**Esercizio:** Riporta tutte le voci seguenti, dalla prima all'ultima, carattere per carattere e senza alcuna modifica.

**Voci di origine:**
━━━━━━━━

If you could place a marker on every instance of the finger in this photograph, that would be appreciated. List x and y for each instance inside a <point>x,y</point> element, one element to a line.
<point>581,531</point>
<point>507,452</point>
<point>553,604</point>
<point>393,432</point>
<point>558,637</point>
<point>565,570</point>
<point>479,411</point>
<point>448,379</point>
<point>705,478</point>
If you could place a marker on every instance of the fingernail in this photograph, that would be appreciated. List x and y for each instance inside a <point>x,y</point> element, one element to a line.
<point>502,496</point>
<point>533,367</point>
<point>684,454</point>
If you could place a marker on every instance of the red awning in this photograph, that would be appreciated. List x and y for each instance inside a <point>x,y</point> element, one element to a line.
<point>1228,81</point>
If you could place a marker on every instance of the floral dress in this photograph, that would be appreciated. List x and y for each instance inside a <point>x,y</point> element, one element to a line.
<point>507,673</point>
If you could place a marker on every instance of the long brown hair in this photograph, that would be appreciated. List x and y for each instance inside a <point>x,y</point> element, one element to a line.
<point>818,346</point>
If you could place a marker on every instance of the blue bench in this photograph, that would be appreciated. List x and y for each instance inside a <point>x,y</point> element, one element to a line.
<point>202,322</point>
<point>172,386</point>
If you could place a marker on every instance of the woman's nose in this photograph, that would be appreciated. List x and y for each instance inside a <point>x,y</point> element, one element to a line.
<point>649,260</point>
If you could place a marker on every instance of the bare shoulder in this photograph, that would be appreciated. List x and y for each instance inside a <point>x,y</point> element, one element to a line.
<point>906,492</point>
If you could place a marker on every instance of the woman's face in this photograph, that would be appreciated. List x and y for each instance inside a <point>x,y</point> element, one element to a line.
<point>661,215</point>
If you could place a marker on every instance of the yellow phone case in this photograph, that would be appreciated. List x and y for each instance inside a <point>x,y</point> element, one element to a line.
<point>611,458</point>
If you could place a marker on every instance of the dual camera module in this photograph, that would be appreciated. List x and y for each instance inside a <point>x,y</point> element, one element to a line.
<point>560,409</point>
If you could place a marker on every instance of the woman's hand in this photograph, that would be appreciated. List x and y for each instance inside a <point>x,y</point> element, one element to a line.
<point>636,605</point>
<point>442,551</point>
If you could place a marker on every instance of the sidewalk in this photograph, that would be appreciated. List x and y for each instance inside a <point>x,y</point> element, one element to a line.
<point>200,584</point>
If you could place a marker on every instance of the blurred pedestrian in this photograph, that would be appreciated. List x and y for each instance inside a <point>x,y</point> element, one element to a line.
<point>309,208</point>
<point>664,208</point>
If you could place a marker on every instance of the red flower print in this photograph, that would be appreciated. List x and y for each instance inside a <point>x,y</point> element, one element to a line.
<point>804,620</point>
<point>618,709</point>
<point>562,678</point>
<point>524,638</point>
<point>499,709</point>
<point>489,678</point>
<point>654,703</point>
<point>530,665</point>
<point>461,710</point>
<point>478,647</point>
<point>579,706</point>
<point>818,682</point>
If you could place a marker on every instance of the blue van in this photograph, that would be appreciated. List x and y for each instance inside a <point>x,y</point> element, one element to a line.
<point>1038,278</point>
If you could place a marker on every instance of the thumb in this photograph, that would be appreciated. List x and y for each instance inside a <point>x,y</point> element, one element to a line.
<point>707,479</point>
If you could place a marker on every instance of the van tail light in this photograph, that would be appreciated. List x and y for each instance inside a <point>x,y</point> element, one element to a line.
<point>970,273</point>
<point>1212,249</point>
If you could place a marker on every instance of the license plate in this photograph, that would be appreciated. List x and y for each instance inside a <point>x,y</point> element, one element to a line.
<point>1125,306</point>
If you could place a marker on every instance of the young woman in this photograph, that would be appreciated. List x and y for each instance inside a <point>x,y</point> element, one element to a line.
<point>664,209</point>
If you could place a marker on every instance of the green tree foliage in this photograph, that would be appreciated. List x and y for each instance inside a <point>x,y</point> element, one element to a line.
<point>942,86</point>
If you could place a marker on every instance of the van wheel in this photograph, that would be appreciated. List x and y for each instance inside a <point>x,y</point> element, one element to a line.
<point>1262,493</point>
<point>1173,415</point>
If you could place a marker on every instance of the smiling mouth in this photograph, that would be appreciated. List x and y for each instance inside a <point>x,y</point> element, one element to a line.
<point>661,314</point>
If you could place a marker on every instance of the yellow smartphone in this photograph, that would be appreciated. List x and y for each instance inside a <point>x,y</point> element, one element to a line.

━━━━━━━━

**Output completo:**
If you could place a marker on every instance of the finger in this photograph, that would be appreciated. List x and y for each instance inside a <point>x,y</point> element, one element to a line.
<point>581,531</point>
<point>507,452</point>
<point>553,604</point>
<point>393,432</point>
<point>558,637</point>
<point>565,570</point>
<point>479,411</point>
<point>448,379</point>
<point>705,478</point>
If you could place a marker on every instance of the fingernail in this photograph, that would be appreciated. List x and y for each instance inside a <point>x,y</point> element, one element to a line.
<point>502,496</point>
<point>533,367</point>
<point>684,454</point>
If you could place a marker on every instance of the red awning in this photograph, that would be appreciated. List x and y for each instance inside a <point>x,y</point> element, one element to a line.
<point>1228,81</point>
If you could place a marker on every instance of the floral dress in this photograph, that would be appreciated. List x and y for each instance inside a <point>x,y</point> element, one element to a line.
<point>507,673</point>
If you could place a marker on every instance of the long brown hair in this photograph, that would be appreciated. List x and y for each instance inside a <point>x,y</point> element, one element to a line.
<point>818,346</point>
If you could place a marker on every instance of the blue bench in this photograph, that would be appreciated. List x and y for each instance inside a <point>x,y</point> element, one element to a line.
<point>202,322</point>
<point>172,386</point>
If you could place a marker on every instance of the woman's nose in this photograph, that would be appreciated. List x and y for each instance inside a <point>x,y</point> element, one element to a line.
<point>649,260</point>
If you could place a marker on every instance of the bare shoulder in this photograph, that would be appreciated. List x and y for each instance inside a <point>x,y</point> element, one element to a line.
<point>906,492</point>
If you could place a marker on every instance of the woman's face in this photograph, that would be appreciated. List x and y for each instance inside a <point>x,y</point> element, one element to a line.
<point>661,215</point>
If you could place a marker on every instance of the yellow phone case in this photograph, that would be appreciated. List x and y for each instance inside a <point>x,y</point> element, one element to a line.
<point>611,458</point>
If you could place a marker on every instance of the dual camera module in this photograph, that would be appreciated. List x and y for each instance inside a <point>x,y</point> element, one element to a line.
<point>560,409</point>
If you could place a marker on every instance of the woman's hand in this photograph, that would be appreciated. List x and y for each instance inside a <point>x,y</point> element, one element to a line.
<point>636,605</point>
<point>442,551</point>
If you could place a marker on every instance of the sidewalk in this photograph, that would be appreciated. List x and y for each instance inside a <point>x,y</point> element, one element to a line.
<point>200,584</point>
If you could place a marker on every instance of the blurred pedestrian in this photograph, that would be appreciated. List x and y for each instance inside a <point>x,y</point> element, one element to a line.
<point>309,208</point>
<point>664,208</point>
If you could place a marker on every instance of the red flower print in this photograph, that would be appreciated. List x and y for each instance inside a <point>x,y</point> element, one element to a line.
<point>804,620</point>
<point>618,709</point>
<point>562,678</point>
<point>524,638</point>
<point>499,709</point>
<point>489,678</point>
<point>654,703</point>
<point>530,665</point>
<point>461,710</point>
<point>478,647</point>
<point>579,706</point>
<point>818,682</point>
If you could place a marker on every instance of the blue van in this photograph, that would be appreciated. List x and y for each instance inside a <point>x,y</point> element, one element to a line.
<point>1038,278</point>
If you could place a marker on every instance of the thumb in this photograph, that would be appreciated. List x and y for each instance inside a <point>x,y</point> element, one element to a line.
<point>707,479</point>
If you could place a marker on every instance of the van tail light in this photograph, that would be appreciated. List x and y for each instance inside a <point>x,y</point> element, one element to a line.
<point>970,273</point>
<point>1212,249</point>
If you could place a marker on every instance of the license plate in this photograph, that would be appreciated. List x and y for each instance inside a <point>x,y</point> element, one element to a line.
<point>1125,306</point>
If you could place a marker on every instance of the young woman in this photograph, that would be appreciated. List x and y for each instance inside a <point>x,y</point> element, one element to a line.
<point>664,209</point>
If you could place a marker on every instance of the green tree foliage in this photograph, that would be appreciated. List x and y for each instance inside a <point>x,y</point> element, one element to a line.
<point>942,86</point>
If you could place a marker on every instance of the van wheel in this photograph, that would be appreciated. List x and y for each instance inside a <point>x,y</point> element, one element to a line.
<point>1262,493</point>
<point>1173,415</point>
If you could place a marker on every instance of the smiling mouth in this photograph, that would be appreciated. List x and y for each instance inside a <point>x,y</point> element, one element to a line.
<point>661,314</point>
If you could place a marker on every instance of the yellow smartphone in this photograph, that would be appreciated. List x and y for each instance inside a <point>x,y</point> element, one element to a line.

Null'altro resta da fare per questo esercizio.